Short task:
Answer these questions from the pay and grading excerpt:
1. In what year were the road shows held?
2. What was the newsletter sent to Departments called?
3. What caused the timetable for assimilating staff to slip?

Source excerpt:

========

54. The main channels of communication with staff about the process were the Pay and Grading website, a series of road shows held in 2005, a newsletter (Staff News) circulated to Departments approximately monthly in electronic and hard copy form, and the letters sent to individual members of staff with their matching outcomes, with attached guidance notes.
55. Problems with communication fell into two areas: insufficient information, particularly when the timetable started to slip, and lack of clarity in some of the information sent out. The timetable for assimilating staff slipped back during the project due to a lack of resources in the Pay and Grading team, despite extremely hard work on the part of the staff concerned. The only means by which this was actively communicated to those awaiting their outcomes was through Staff News. This was sent to Departments to distribute, but it did not always reach all staff. The lack of information about delays caused undue concern to many staff: no news is not always interpreted as good news.

========

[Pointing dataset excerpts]
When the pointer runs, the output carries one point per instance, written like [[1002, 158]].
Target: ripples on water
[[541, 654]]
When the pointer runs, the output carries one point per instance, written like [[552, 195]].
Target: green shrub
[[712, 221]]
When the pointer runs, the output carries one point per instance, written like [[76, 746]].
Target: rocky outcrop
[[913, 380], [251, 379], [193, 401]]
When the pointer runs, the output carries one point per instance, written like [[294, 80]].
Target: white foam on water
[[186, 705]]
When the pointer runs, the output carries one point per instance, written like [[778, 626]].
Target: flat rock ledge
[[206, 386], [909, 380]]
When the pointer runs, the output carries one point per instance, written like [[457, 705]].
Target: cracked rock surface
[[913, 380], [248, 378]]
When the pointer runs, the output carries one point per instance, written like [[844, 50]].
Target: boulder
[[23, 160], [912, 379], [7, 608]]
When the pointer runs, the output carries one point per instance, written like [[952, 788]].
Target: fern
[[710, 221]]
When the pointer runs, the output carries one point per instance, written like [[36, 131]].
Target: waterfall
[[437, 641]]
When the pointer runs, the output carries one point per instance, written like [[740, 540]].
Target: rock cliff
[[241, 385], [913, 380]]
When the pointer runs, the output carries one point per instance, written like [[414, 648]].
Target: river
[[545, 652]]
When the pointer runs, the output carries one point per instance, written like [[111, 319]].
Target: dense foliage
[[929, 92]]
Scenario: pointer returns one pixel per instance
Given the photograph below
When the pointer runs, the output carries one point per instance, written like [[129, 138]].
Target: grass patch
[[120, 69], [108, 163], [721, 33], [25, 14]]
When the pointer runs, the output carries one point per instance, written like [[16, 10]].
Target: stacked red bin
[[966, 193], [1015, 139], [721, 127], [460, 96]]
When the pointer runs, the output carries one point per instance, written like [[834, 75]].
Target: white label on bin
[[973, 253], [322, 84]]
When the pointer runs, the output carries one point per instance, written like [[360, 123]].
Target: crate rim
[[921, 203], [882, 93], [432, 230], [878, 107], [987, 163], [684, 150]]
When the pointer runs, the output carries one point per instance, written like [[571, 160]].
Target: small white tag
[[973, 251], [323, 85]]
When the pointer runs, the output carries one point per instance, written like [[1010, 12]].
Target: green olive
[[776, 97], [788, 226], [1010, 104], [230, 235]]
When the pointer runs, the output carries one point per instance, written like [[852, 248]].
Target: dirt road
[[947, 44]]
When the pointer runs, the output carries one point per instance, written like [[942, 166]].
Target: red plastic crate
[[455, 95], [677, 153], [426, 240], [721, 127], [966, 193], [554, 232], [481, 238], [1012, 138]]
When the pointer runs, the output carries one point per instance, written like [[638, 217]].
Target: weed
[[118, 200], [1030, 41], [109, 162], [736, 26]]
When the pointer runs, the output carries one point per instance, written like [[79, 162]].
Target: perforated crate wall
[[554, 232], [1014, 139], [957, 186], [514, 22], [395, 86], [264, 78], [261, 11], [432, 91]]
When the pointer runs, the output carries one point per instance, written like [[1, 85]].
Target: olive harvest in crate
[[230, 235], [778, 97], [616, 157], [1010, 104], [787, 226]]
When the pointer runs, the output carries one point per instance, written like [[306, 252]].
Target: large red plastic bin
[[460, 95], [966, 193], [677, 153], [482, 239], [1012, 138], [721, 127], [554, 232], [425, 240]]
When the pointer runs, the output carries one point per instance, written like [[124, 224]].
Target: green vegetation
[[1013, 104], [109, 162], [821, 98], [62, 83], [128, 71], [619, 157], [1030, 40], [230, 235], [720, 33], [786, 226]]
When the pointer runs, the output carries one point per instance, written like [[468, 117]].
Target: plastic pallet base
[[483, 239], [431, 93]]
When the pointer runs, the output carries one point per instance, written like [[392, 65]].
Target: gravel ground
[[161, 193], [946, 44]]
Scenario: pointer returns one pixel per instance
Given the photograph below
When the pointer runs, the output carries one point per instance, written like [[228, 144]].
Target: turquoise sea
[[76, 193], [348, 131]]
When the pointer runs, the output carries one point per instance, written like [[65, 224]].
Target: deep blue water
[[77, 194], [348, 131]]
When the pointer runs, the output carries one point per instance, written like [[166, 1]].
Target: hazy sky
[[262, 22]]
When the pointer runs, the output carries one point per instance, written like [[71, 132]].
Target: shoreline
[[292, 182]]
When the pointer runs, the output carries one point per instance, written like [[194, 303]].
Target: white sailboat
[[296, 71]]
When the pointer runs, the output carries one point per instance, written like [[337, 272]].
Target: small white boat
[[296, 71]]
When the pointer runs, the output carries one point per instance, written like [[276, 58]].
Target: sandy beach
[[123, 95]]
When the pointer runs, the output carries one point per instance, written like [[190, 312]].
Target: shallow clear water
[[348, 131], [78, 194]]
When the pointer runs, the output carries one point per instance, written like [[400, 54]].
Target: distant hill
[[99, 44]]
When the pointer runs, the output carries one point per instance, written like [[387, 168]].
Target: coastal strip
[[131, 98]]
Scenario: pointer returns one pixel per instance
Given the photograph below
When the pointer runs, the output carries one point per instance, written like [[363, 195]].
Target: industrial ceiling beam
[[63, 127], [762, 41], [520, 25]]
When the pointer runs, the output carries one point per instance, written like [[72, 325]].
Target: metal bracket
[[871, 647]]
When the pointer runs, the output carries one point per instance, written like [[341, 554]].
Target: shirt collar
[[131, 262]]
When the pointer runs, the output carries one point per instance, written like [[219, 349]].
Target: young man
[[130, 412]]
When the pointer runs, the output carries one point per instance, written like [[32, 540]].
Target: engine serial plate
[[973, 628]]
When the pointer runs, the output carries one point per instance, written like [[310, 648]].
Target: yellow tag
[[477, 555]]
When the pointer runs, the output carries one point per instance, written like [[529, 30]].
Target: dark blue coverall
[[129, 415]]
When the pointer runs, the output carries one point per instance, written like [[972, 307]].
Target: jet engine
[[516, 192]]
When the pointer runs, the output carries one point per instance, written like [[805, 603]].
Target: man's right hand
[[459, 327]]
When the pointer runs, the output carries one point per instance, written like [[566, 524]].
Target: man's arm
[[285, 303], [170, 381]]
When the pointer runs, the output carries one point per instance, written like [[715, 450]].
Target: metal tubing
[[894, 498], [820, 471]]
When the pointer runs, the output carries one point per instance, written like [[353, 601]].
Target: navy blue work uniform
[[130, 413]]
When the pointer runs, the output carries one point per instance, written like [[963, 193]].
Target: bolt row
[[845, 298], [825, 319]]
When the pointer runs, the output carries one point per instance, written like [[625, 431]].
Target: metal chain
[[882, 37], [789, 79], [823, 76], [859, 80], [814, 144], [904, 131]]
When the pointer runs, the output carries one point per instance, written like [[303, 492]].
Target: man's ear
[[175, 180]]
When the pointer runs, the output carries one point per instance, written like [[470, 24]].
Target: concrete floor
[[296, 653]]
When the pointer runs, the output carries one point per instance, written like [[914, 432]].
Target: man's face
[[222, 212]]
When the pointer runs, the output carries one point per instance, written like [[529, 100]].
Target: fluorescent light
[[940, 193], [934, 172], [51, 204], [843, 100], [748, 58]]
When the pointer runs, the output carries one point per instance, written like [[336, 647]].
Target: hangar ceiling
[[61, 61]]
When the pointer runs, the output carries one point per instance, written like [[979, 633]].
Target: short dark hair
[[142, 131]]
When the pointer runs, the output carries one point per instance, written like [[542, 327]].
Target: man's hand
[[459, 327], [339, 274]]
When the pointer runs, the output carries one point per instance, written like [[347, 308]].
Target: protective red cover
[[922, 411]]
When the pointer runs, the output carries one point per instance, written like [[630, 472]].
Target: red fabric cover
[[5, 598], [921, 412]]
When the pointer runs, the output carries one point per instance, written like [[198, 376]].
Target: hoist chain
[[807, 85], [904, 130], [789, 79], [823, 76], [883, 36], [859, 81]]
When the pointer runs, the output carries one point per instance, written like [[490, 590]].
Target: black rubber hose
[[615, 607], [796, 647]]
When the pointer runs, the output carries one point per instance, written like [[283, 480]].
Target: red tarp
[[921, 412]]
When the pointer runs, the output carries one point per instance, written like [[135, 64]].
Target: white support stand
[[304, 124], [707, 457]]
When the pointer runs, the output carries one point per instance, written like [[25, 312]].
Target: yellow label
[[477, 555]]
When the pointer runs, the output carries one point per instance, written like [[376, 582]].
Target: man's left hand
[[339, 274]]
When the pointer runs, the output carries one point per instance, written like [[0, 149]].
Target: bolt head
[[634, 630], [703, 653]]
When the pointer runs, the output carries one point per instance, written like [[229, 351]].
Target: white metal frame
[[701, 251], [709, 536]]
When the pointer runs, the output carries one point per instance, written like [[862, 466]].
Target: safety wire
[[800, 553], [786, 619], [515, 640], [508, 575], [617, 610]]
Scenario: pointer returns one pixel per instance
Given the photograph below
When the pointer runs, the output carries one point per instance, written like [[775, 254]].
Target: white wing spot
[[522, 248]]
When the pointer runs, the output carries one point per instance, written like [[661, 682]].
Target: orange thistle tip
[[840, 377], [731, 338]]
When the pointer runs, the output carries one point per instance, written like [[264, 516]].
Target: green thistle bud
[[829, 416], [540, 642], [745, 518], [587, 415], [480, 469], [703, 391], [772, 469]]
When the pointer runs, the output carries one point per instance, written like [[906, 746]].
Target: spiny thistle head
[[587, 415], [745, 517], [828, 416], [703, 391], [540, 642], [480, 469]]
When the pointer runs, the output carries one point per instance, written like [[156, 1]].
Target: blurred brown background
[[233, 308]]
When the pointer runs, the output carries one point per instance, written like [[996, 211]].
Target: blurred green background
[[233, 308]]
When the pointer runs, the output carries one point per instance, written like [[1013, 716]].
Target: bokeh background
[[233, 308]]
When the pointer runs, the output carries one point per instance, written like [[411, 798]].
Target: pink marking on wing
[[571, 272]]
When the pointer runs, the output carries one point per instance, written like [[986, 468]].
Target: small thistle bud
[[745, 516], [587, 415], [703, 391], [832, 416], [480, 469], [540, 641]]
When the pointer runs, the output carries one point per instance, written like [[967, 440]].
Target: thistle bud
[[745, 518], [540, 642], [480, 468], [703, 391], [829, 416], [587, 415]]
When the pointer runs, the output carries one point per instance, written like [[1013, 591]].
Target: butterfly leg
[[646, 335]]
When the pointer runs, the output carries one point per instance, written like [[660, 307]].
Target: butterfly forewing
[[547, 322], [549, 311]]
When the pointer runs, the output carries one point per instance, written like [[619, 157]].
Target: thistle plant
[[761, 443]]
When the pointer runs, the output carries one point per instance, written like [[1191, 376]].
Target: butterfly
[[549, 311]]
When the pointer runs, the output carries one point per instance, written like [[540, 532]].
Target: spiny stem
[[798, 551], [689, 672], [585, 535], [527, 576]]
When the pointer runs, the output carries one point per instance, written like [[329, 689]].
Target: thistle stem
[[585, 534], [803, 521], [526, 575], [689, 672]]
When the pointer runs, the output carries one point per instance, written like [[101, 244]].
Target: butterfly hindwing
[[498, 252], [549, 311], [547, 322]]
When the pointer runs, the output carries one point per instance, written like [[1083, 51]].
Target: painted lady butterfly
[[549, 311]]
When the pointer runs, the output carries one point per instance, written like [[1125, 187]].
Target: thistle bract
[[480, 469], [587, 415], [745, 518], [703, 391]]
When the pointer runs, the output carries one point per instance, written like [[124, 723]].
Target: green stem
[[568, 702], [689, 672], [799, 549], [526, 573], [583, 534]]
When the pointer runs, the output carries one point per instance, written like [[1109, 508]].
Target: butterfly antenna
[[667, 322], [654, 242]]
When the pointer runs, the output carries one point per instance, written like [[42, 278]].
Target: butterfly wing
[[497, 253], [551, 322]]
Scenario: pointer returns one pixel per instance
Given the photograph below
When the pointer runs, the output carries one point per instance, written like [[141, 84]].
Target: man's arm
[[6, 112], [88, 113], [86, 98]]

========

Full output:
1. 2005
2. Staff News
3. A lack of resources in the Pay and Grading team